• [Required work]:
Print the entire installation guide below word for word.

If necessary, install golang binary (incl. GOPATH var) using following steps, you can use latest version instead of the one given below.
wget https://golang.org/dl/go1.13.4.linux-amd64.tar.gz
tar -C /usr/local -xzf go1.13.4.linux-amd64.tar.gz
export PATH=$PATH:/usr/local/go/bin
Next, install the following dependencies:
sudo yum install -y make gcc libvirt-devel
Then install the knictl:
mkdir -p $GOPATH/src/gerrit.akraino.org/kni
cd $GOPATH/src/gerrit.akraino.org/kni
git clone https://gerrit.akraino.org/r/kni/installer
cd installer
make build
mkdir -p $GOPATH/bin/
cp knictl $GOPATH/bin/cp knictl /usr/local/go/bin/
Secrets
Most secrets (TLS certificates, Kubernetes API keys, etc.) will be auto-generated for you, but you need to provide at least two secrets yourself:
- a public SSH key
- a pull secret
The public SSH key is automatically added to every machine provisioned into the cluster and allows remote access to that machine. In case you don't have / want to use an existing key, you can create a new key pair using:
ssh-keygen -t rsa -b 2048 -f ~/.ssh/id_rsa
The pull secret is used to download the container images used during cluster deployment. Unfortunately, the OKD Kubernetes distro used by the KNI blueprints does not (yet) provide pre-built container images for all of the deployed components. Instead of going through the hassle of building those from source, we use the ones made available by openshift.com. Therefore, you need to go to https://cloud.redhat.com/openshift/install/metal/user-provisioned, log in (creating a free account, if necessary), and hit "Download Pull Secret".

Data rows
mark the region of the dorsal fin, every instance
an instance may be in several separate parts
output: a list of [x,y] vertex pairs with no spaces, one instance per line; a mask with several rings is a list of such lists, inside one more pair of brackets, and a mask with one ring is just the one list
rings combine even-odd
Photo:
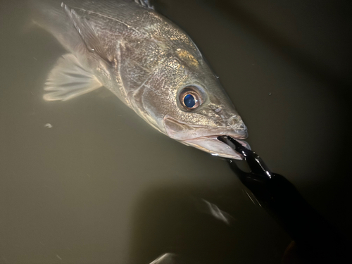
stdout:
[[87,19],[80,17],[73,8],[63,2],[61,3],[61,7],[63,8],[65,12],[70,18],[70,20],[81,36],[88,50],[90,52],[96,53],[107,63],[111,63],[111,59],[109,59],[108,57],[100,39],[98,37],[94,27],[91,23]]
[[151,3],[151,0],[134,0],[137,4],[142,6],[147,7],[151,9],[154,9],[154,6]]

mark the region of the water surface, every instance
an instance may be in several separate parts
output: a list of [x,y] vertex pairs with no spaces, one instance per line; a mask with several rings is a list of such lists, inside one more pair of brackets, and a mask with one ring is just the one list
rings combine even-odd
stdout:
[[[155,6],[220,76],[253,149],[348,235],[351,9],[334,3]],[[0,263],[279,263],[289,238],[225,161],[161,134],[107,90],[44,101],[65,51],[27,25],[24,2],[0,1]]]

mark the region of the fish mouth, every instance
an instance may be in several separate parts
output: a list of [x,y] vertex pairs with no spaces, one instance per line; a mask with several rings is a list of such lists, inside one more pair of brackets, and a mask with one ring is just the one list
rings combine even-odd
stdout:
[[[226,135],[234,138],[245,148],[251,149],[249,144],[244,140],[237,139],[234,135]],[[219,136],[224,136],[224,134],[200,137],[194,139],[185,139],[182,142],[182,143],[210,153],[213,156],[236,160],[242,160],[243,158],[241,155],[238,153],[227,144],[218,139]]]
[[225,143],[218,139],[220,136],[230,136],[237,140],[244,147],[251,149],[249,144],[244,141],[248,137],[248,132],[243,122],[236,126],[206,127],[191,126],[181,123],[172,118],[164,119],[167,134],[181,143],[191,146],[213,156],[241,160],[242,156]]

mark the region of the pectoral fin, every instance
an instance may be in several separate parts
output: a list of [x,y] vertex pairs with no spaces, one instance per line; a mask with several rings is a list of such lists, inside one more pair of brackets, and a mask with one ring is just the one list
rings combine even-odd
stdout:
[[45,84],[44,96],[46,101],[66,101],[95,90],[103,85],[85,70],[73,54],[60,58],[50,72]]

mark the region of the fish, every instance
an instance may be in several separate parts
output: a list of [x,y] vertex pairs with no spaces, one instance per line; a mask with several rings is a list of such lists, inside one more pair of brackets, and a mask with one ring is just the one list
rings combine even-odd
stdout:
[[213,156],[241,157],[248,130],[199,49],[149,0],[30,0],[32,21],[67,54],[44,85],[46,101],[106,87],[156,130]]

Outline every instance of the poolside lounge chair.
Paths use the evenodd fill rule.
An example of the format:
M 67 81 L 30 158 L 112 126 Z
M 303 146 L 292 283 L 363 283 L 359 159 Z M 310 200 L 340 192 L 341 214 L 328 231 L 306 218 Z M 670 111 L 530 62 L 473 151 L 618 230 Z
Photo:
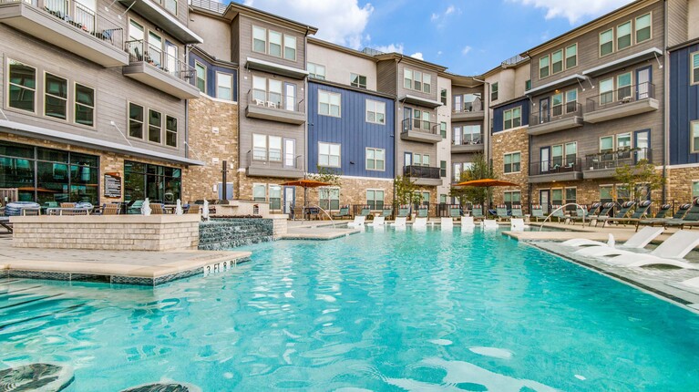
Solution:
M 576 246 L 586 247 L 575 251 L 574 253 L 582 256 L 611 256 L 612 254 L 622 254 L 625 250 L 643 249 L 645 248 L 645 245 L 651 243 L 651 241 L 662 234 L 664 230 L 665 229 L 662 227 L 644 227 L 640 232 L 632 235 L 631 238 L 618 248 L 612 248 L 612 246 L 598 241 L 587 240 L 584 242 L 579 242 L 579 244 Z M 620 250 L 622 251 L 621 253 L 619 252 Z
M 697 270 L 699 269 L 699 264 L 690 264 L 686 260 L 683 259 L 697 246 L 699 246 L 699 232 L 680 230 L 663 242 L 650 253 L 622 251 L 623 253 L 621 255 L 606 260 L 606 262 L 614 265 L 624 265 L 627 267 L 662 264 Z
M 333 219 L 344 219 L 344 218 L 351 218 L 352 215 L 349 213 L 349 206 L 344 205 L 340 207 L 340 211 L 334 215 L 333 215 Z

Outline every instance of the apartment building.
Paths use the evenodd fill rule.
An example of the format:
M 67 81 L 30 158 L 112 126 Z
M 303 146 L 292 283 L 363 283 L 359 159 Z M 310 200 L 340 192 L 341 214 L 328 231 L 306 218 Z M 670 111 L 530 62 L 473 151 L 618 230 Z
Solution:
M 201 42 L 188 15 L 178 0 L 0 1 L 0 188 L 46 206 L 181 199 L 202 164 L 185 147 L 187 46 Z

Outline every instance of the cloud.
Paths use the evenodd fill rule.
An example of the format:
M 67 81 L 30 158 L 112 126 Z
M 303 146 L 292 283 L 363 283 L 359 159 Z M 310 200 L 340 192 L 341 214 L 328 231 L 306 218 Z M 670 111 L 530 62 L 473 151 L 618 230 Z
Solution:
M 633 0 L 509 0 L 523 5 L 543 8 L 546 19 L 565 17 L 574 25 L 584 16 L 598 16 Z
M 243 4 L 318 27 L 318 38 L 353 49 L 364 46 L 364 31 L 374 12 L 371 4 L 360 7 L 357 0 L 244 0 Z

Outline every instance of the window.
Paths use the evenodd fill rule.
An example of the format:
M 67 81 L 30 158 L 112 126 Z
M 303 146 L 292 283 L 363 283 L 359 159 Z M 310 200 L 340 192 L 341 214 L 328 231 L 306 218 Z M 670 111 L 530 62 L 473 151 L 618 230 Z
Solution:
M 153 109 L 148 111 L 148 139 L 159 143 L 162 137 L 162 114 Z
M 616 48 L 622 50 L 631 46 L 631 21 L 616 27 Z
M 325 80 L 325 66 L 308 63 L 308 77 Z
M 563 70 L 563 50 L 557 50 L 551 54 L 551 74 L 558 74 Z
M 199 77 L 197 77 L 199 83 Z M 233 100 L 233 76 L 216 72 L 216 98 L 219 99 Z
M 636 18 L 636 44 L 651 39 L 651 14 Z
M 690 140 L 690 150 L 699 152 L 699 121 L 692 121 L 692 139 Z
M 95 125 L 95 90 L 76 83 L 76 124 Z
M 371 210 L 381 210 L 384 208 L 384 191 L 366 190 L 366 204 Z
M 614 100 L 614 79 L 610 77 L 600 81 L 600 105 L 606 105 Z
M 381 171 L 385 170 L 385 150 L 366 149 L 366 170 Z
M 318 113 L 340 117 L 340 94 L 318 90 Z
M 143 139 L 143 107 L 128 104 L 128 136 Z
M 519 152 L 512 152 L 505 154 L 505 172 L 506 173 L 517 173 L 519 171 L 519 162 L 521 154 Z
M 252 51 L 267 53 L 267 29 L 252 26 Z
M 566 69 L 578 65 L 578 44 L 566 47 Z
M 165 144 L 177 147 L 177 119 L 172 116 L 165 117 Z
M 318 166 L 328 168 L 340 167 L 340 145 L 333 143 L 318 143 Z
M 549 56 L 539 59 L 539 78 L 542 79 L 549 76 Z
M 600 33 L 600 56 L 607 56 L 614 51 L 614 30 Z
M 517 107 L 503 113 L 503 129 L 509 129 L 522 125 L 522 108 Z
M 9 103 L 10 108 L 36 111 L 36 68 L 10 60 Z
M 353 88 L 366 88 L 366 77 L 364 75 L 350 74 L 350 85 Z
M 429 93 L 432 88 L 432 77 L 420 71 L 403 70 L 403 87 L 411 90 Z
M 296 61 L 296 37 L 284 35 L 284 58 Z
M 366 99 L 366 122 L 385 124 L 385 103 Z
M 195 62 L 194 68 L 197 70 L 197 88 L 206 94 L 206 67 Z
M 340 209 L 340 188 L 321 188 L 318 191 L 321 208 L 324 210 Z
M 44 114 L 54 119 L 67 119 L 68 80 L 46 74 Z

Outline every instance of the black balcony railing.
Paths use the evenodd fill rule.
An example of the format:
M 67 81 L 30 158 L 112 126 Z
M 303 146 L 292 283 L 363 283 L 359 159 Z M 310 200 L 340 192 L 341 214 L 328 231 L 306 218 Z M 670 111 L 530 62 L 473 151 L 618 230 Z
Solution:
M 615 90 L 600 92 L 600 95 L 587 99 L 586 112 L 612 108 L 655 98 L 655 86 L 653 83 L 639 83 L 619 88 Z
M 418 119 L 406 119 L 403 120 L 403 132 L 407 132 L 408 130 L 417 130 L 437 135 L 439 132 L 439 124 Z
M 403 175 L 416 179 L 440 179 L 439 168 L 430 168 L 429 166 L 404 166 Z
M 635 165 L 641 160 L 653 162 L 651 149 L 623 149 L 585 156 L 585 170 L 616 169 L 624 165 Z
M 162 47 L 151 45 L 142 39 L 127 41 L 126 46 L 131 62 L 146 62 L 187 83 L 194 77 L 193 67 L 167 53 Z
M 529 176 L 581 171 L 581 158 L 554 158 L 550 160 L 529 162 Z
M 0 4 L 21 2 L 50 14 L 64 23 L 82 30 L 85 34 L 89 34 L 119 49 L 124 48 L 124 29 L 77 1 L 0 0 Z
M 293 96 L 283 96 L 281 93 L 256 88 L 248 92 L 248 104 L 299 113 L 303 113 L 305 109 L 303 99 L 296 99 L 296 97 Z
M 574 116 L 582 116 L 582 104 L 578 102 L 569 102 L 567 104 L 554 106 L 548 111 L 532 113 L 529 126 L 533 127 L 540 124 L 547 124 L 551 121 Z

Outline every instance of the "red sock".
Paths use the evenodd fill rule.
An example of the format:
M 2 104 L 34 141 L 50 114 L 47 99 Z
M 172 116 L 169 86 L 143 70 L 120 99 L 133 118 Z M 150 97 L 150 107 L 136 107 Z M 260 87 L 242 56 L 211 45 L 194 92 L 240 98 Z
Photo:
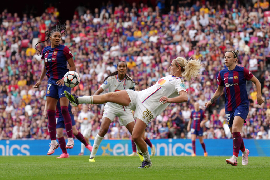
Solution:
M 206 150 L 205 149 L 205 144 L 204 144 L 204 143 L 203 142 L 201 144 L 202 145 L 202 149 L 203 149 L 204 151 L 205 152 L 206 152 Z
M 134 142 L 134 141 L 133 140 L 131 140 L 131 145 L 132 147 L 132 151 L 134 152 L 136 152 L 136 144 L 135 144 L 135 142 Z
M 64 137 L 60 138 L 58 138 L 58 142 L 59 143 L 60 148 L 61 148 L 63 153 L 67 154 L 68 152 L 67 151 L 67 149 L 66 148 L 66 141 L 65 140 L 65 138 L 64 138 Z
M 56 120 L 55 119 L 55 111 L 48 109 L 48 131 L 51 140 L 56 140 Z
M 89 145 L 88 143 L 86 142 L 86 140 L 85 139 L 83 136 L 80 132 L 78 132 L 78 134 L 75 136 L 76 136 L 76 137 L 77 138 L 78 140 L 82 142 L 83 144 L 84 144 L 86 146 L 87 146 Z
M 240 147 L 242 142 L 242 137 L 241 137 L 240 132 L 235 132 L 232 133 L 232 139 L 233 142 L 232 143 L 233 152 L 232 155 L 236 157 L 238 157 Z
M 71 123 L 71 118 L 68 112 L 68 106 L 61 106 L 61 112 L 64 118 L 64 122 L 65 123 L 67 135 L 69 138 L 73 137 L 72 134 L 72 124 Z
M 192 141 L 192 149 L 193 150 L 193 152 L 195 154 L 196 154 L 196 147 L 195 145 L 195 141 Z
M 245 145 L 244 144 L 244 141 L 243 140 L 243 138 L 241 137 L 241 139 L 242 139 L 242 142 L 241 143 L 241 147 L 240 147 L 240 150 L 242 152 L 245 152 L 246 150 L 246 147 L 245 147 Z
M 150 147 L 150 148 L 151 148 L 153 145 L 152 145 L 152 143 L 151 143 L 151 142 L 150 142 L 150 140 L 148 139 L 148 138 L 146 138 L 144 140 L 144 141 L 146 143 L 146 144 L 148 145 Z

• [Task answer]:
If necessary, install golang binary (incl. GOPATH var) using following steps, you can use latest version instead of the one given below.
wget https://golang.org/dl/go1.13.4.linux-amd64.tar.gz
tar -C /usr/local -xzf go1.13.4.linux-amd64.tar.gz
export PATH=$PATH:/usr/local/go/bin
Next, install the following dependencies:
sudo yum install -y make gcc libvirt-devel
Then install the knictl:
mkdir -p $GOPATH/src/gerrit.akraino.org/kni
cd $GOPATH/src/gerrit.akraino.org/kni
git clone https://gerrit.akraino.org/r/kni/installer
cd installer
make build
mkdir -p $GOPATH/bin/
cp knictl $GOPATH/bin/cp knictl /usr/local/go/bin/
Secrets
Most secrets (TLS certificates, Kubernetes API keys, etc.) will be auto-generated for you, but you need to provide at least two secrets yourself:
- a public SSH key
- a pull secret
The public SSH key is automatically added to every machine provisioned into the cluster and allows remote access to that machine. In case you don't have / want to use an existing key, you can create a new key pair using:
ssh-keygen -t rsa -b 2048 -f ~/.ssh/id_rsa
The pull secret is used to download the container images used during cluster deployment. Unfortunately, the OKD Kubernetes distro used by the KNI blueprints does not (yet) provide pre-built container images for all of the deployed components. Instead of going through the hassle of building those from source, we use the ones made available by openshift.com. Therefore, you need to go to https://cloud.redhat.com/openshift/install/metal/user-provisioned, log in (creating a free account, if necessary), and hit "Download Pull Secret".